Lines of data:
------
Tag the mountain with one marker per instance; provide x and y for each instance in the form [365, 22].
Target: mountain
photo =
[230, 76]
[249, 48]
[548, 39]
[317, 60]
------
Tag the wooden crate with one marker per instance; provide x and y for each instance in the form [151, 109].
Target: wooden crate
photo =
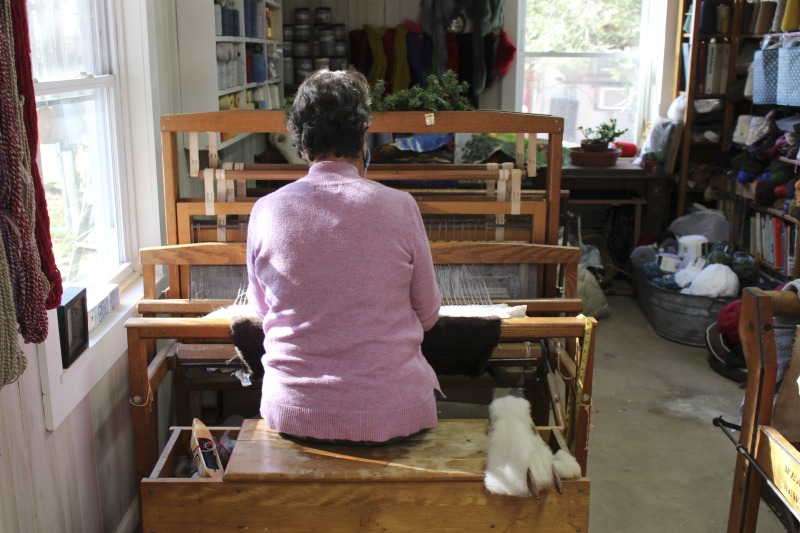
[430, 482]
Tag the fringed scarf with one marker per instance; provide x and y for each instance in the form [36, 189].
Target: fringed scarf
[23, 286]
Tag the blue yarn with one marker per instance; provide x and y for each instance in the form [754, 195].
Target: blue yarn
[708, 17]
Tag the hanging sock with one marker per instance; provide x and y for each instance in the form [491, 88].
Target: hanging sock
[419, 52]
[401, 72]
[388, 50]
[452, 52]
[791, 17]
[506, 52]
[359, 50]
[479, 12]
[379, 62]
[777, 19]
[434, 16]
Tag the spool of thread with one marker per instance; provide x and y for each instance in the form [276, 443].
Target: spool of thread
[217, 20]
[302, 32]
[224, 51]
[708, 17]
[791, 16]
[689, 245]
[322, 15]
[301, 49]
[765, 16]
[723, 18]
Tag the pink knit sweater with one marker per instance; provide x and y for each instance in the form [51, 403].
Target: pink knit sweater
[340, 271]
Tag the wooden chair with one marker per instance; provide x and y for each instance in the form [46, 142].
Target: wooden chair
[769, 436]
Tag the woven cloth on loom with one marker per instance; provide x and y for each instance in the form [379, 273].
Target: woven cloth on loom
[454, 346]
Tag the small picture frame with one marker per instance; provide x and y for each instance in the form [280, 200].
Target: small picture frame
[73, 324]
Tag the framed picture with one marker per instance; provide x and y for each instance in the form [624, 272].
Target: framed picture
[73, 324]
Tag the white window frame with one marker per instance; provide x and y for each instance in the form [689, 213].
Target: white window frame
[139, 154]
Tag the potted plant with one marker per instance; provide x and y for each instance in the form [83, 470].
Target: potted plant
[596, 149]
------
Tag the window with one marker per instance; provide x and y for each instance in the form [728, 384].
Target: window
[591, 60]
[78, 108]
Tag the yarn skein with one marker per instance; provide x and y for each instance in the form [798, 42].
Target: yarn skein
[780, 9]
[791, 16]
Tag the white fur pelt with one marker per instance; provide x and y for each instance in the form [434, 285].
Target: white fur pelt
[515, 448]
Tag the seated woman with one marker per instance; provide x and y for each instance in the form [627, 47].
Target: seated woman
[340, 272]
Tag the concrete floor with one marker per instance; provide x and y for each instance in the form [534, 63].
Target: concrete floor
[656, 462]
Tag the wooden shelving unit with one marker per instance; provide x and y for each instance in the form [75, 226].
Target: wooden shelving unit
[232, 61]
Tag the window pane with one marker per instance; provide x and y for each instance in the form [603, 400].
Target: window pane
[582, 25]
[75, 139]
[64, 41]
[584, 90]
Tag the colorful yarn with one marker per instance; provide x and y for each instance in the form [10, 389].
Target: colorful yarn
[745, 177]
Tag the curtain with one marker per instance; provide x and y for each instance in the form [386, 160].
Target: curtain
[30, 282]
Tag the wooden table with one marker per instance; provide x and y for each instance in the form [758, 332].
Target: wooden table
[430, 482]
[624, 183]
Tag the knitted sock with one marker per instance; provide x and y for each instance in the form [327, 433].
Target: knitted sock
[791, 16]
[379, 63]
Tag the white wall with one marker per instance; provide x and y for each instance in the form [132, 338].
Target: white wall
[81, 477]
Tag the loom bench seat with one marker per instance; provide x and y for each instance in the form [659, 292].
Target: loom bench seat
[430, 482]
------
● **WORK REQUIRED**: Can you collect every line of the listing above that holds the word "pelt" and copy those lines out?

● **RESULT OF THE EXERCISE**:
Tag the white fur pelt with one marker per instance; provide x and y for each instance in the form [434, 285].
Target: white fur pelt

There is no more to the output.